- [Record extracts]:
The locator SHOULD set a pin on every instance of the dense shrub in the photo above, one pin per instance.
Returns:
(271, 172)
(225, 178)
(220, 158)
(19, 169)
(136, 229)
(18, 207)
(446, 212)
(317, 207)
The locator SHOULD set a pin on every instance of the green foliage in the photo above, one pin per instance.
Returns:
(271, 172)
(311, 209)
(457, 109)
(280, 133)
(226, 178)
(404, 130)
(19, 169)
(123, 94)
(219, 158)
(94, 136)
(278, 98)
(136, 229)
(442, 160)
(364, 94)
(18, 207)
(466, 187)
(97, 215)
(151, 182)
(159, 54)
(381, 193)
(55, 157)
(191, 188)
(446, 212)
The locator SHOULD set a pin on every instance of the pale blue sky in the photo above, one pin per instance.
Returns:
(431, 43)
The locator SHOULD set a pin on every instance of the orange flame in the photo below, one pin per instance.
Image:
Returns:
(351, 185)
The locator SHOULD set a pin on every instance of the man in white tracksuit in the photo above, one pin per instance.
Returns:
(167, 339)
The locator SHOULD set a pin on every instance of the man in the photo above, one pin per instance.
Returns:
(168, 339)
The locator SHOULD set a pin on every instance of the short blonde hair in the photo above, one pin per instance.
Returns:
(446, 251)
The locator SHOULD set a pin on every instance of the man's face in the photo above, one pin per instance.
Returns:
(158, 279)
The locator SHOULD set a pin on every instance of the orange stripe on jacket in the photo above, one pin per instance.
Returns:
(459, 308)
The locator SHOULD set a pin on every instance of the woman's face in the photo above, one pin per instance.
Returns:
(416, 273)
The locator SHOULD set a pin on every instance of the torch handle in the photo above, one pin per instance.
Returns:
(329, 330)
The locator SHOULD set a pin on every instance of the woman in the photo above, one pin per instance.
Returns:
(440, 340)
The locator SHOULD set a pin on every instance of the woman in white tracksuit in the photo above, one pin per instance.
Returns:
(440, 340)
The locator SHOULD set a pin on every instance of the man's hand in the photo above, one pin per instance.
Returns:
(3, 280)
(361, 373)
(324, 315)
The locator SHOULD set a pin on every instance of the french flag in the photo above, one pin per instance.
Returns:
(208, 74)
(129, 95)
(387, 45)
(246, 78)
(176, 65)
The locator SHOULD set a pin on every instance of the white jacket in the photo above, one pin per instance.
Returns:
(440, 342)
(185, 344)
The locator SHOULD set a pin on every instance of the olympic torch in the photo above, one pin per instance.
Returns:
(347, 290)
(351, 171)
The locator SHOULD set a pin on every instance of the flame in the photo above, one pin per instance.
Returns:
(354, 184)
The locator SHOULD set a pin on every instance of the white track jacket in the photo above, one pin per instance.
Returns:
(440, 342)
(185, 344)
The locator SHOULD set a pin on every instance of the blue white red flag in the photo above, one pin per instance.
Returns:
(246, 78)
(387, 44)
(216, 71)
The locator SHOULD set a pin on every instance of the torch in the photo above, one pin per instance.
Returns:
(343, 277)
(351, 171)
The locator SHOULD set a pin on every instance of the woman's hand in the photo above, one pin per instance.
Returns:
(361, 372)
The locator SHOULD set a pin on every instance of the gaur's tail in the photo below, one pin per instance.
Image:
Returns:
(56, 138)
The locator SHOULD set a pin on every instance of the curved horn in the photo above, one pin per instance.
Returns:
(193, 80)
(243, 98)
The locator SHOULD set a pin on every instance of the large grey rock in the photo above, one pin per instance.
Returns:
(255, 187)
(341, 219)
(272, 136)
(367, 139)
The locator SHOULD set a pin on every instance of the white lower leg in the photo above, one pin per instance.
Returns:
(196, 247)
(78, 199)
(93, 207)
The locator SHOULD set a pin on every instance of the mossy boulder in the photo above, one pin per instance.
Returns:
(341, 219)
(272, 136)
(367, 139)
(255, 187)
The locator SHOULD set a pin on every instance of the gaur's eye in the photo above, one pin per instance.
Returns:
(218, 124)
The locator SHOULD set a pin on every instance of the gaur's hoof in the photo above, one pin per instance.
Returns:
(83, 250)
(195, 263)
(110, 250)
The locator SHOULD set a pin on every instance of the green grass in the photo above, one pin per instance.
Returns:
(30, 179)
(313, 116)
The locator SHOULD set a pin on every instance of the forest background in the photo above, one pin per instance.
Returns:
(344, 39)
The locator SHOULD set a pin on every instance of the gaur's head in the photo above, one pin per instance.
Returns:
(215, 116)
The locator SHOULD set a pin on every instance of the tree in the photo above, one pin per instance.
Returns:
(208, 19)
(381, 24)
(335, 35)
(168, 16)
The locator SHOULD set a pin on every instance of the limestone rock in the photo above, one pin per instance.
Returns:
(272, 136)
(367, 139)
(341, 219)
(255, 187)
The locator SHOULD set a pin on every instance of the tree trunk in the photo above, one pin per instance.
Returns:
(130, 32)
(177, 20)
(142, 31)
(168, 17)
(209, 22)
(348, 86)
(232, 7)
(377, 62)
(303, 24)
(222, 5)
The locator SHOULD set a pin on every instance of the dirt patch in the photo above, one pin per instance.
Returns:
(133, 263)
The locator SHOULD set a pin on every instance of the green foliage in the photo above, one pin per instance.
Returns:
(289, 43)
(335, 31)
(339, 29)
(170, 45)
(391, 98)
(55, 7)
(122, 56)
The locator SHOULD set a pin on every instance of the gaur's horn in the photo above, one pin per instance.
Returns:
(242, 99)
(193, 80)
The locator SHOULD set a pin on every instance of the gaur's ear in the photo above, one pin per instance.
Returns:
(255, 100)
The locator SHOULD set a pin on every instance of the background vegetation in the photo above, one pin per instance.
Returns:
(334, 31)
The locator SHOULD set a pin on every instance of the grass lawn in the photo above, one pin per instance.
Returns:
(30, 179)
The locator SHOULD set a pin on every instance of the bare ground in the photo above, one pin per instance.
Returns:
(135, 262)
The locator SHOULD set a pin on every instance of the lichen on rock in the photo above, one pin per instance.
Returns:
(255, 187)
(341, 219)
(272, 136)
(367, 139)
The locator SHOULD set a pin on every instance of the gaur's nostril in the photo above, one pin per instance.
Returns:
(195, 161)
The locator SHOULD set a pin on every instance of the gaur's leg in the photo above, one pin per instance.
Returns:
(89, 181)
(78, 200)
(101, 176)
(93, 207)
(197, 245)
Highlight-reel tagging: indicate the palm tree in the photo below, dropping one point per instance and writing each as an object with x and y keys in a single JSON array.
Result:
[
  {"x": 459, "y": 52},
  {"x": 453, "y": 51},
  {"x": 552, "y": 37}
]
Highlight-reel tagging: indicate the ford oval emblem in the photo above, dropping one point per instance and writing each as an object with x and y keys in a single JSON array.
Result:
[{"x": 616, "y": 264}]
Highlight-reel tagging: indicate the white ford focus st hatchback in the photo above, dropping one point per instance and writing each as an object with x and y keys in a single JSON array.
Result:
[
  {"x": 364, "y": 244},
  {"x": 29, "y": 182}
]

- [Assignment]:
Give back the entire listing above, matching every line exactly.

- [Response to this task]:
The locator SHOULD set a pin on every instance of the dense shrub in the photo above, one pin per instance.
Returns:
(271, 172)
(225, 178)
(220, 158)
(19, 169)
(136, 229)
(18, 207)
(446, 212)
(317, 207)
The locator SHOULD set a pin on every instance of the green foliage in the photo above, one pin per instance.
Returns:
(271, 172)
(311, 209)
(457, 109)
(280, 133)
(226, 178)
(404, 130)
(19, 169)
(123, 94)
(219, 158)
(94, 136)
(278, 98)
(136, 229)
(442, 160)
(364, 94)
(18, 207)
(466, 187)
(97, 215)
(151, 182)
(159, 54)
(381, 193)
(55, 157)
(191, 188)
(446, 212)
The locator SHOULD set a pin on every instance of the pale blue sky in the photo above, one pin per instance.
Returns:
(431, 43)
The locator SHOULD set a pin on every instance of the orange flame in the photo below, one pin per instance.
Image:
Returns:
(351, 185)
The locator SHOULD set a pin on every instance of the man in white tracksuit in the photo above, one pin per instance.
Returns:
(167, 339)
The locator SHOULD set a pin on every instance of the man in the photo above, one pin per instance.
Returns:
(168, 339)
The locator SHOULD set a pin on every instance of the short blonde hair in the photo above, one pin per instance.
Returns:
(446, 251)
The locator SHOULD set a pin on every instance of the man's face in the photo above, one pin per instance.
Returns:
(158, 279)
The locator SHOULD set a pin on every instance of the orange stripe on jacket in the photo above, one pin per instance.
Returns:
(459, 308)
The locator SHOULD set a pin on every instance of the woman's face in the photo above, one pin per instance.
Returns:
(416, 273)
The locator SHOULD set a pin on every instance of the torch handle in the photo above, one pin per instance.
Returns:
(329, 330)
The locator SHOULD set a pin on every instance of the woman in the photo above, one pin per instance.
Returns:
(440, 340)
The locator SHOULD set a pin on every instance of the woman in white tracksuit in the photo above, one pin per instance.
Returns:
(440, 340)
The locator SHOULD set a pin on every instance of the man's hand in the photo above, one pin per instance.
Returns:
(3, 280)
(361, 373)
(324, 315)
The locator SHOULD set a pin on every instance of the french flag in the photo above, one pin per instance.
Returns:
(208, 74)
(129, 95)
(387, 45)
(246, 78)
(176, 65)
The locator SHOULD set a pin on every instance of the white jacket in the photo above, one pin per instance.
Returns:
(440, 342)
(185, 344)
The locator SHOULD set a pin on every instance of the olympic torch in the photo above, one pin per instance.
Returns:
(347, 290)
(351, 171)
The locator SHOULD set a pin on every instance of the flame in the photo above, one pin per instance.
Returns:
(354, 184)
The locator SHOULD set a pin on every instance of the white track jacket in the photo above, one pin per instance.
Returns:
(440, 342)
(185, 344)
The locator SHOULD set a pin on every instance of the blue white red flag in the photo above, one pin per instance.
Returns:
(246, 78)
(387, 44)
(216, 71)
The locator SHOULD set a pin on every instance of the torch in the photo above, one pin per instance.
Returns:
(343, 277)
(351, 171)
The locator SHOULD set a pin on every instance of the woman's hand in the photo above, one pin per instance.
Returns:
(361, 372)
The locator SHOULD set a pin on every instance of the gaur's tail in the photo below, one pin per instance.
Image:
Returns:
(56, 138)
The locator SHOULD set a pin on every instance of the curved horn in the photo above, one pin per instance.
Returns:
(193, 80)
(243, 98)
The locator SHOULD set a pin on every instance of the large grey rock in the photo above, one pin per instance.
Returns:
(255, 187)
(341, 219)
(272, 136)
(367, 139)
The locator SHOULD set a pin on every instance of the white lower leg in the photo above, one pin per instance.
Returns:
(196, 247)
(78, 199)
(93, 207)
The locator SHOULD set a pin on every instance of the mossy boulder in the photo above, one pin per instance.
Returns:
(341, 219)
(272, 136)
(367, 139)
(255, 187)
The locator SHOULD set a pin on every instance of the gaur's eye in the photo above, one pin per instance.
Returns:
(218, 124)
The locator SHOULD set a pin on every instance of the gaur's hoof in the photo above, one pin per instance.
Returns:
(83, 250)
(195, 263)
(110, 250)
The locator SHOULD set a pin on every instance of the green grass in the photo above, one pin per instance.
Returns:
(30, 179)
(313, 116)
The locator SHOULD set a pin on every instance of the forest background in the photo above, one pin per instance.
Returns:
(344, 39)
The locator SHOULD set a pin on every instance of the gaur's head in the photo above, one pin per instance.
Returns:
(215, 116)
The locator SHOULD set a pin on every instance of the tree in the photo above, one pin per instance.
Returns:
(208, 19)
(381, 24)
(335, 35)
(168, 16)
The locator SHOULD set a pin on every instance of the limestone rock in the photo above, one pin per instance.
Returns:
(272, 136)
(367, 139)
(341, 219)
(255, 187)
The locator SHOULD set a pin on every instance of the tree trunk in the photo above, one pin per instance.
Returns:
(130, 32)
(177, 20)
(142, 31)
(168, 17)
(209, 22)
(348, 86)
(232, 7)
(377, 62)
(303, 24)
(222, 5)
The locator SHOULD set a pin on every instance of the dirt patch in the photo above, one pin per instance.
Returns:
(133, 263)
The locator SHOULD set a pin on every instance of the green foliage in the photo above, one pin per instance.
Returns:
(289, 43)
(335, 31)
(339, 29)
(170, 45)
(391, 98)
(55, 7)
(122, 56)
The locator SHOULD set a pin on every instance of the gaur's horn in the photo above, one pin per instance.
Returns:
(242, 99)
(193, 80)
The locator SHOULD set a pin on every instance of the gaur's ear in the photo above, one pin per instance.
Returns:
(255, 100)
The locator SHOULD set a pin on every instance of the background vegetation in the photo above, one pin per instance.
Returns:
(334, 31)
The locator SHOULD set a pin on every instance of the grass lawn in the photo above, one pin per instance.
Returns:
(30, 179)
The locator SHOULD set a pin on every instance of the bare ground in the photo above, one pin per instance.
Returns:
(135, 262)
The locator SHOULD set a pin on every instance of the lichen on rock in the photo above, one pin per instance.
Returns:
(255, 187)
(341, 219)
(272, 136)
(367, 139)
The locator SHOULD set a pin on every instance of the gaur's nostril in the photo above, one pin per instance.
Returns:
(195, 161)
The locator SHOULD set a pin on every instance of the gaur's leg in the photo above, one pin per instance.
Returns:
(89, 181)
(78, 200)
(101, 176)
(93, 207)
(197, 245)
Highlight-reel tagging: indicate the palm tree in the photo below, dropping one point per instance and writing each as an object with x and y keys in a single JSON array.
Result:
[
  {"x": 459, "y": 52},
  {"x": 453, "y": 51},
  {"x": 552, "y": 37}
]
Highlight-reel tagging: indicate the ford oval emblem in the photo above, dropping one point per instance and writing each as an object with x and y keys in a single JSON array.
Result:
[{"x": 616, "y": 264}]
Highlight-reel tagging: indicate the white ford focus st hatchback in the photo above, dropping one point per instance and writing each as an object with x and y keys in a single JSON array.
Result:
[
  {"x": 364, "y": 244},
  {"x": 29, "y": 182}
]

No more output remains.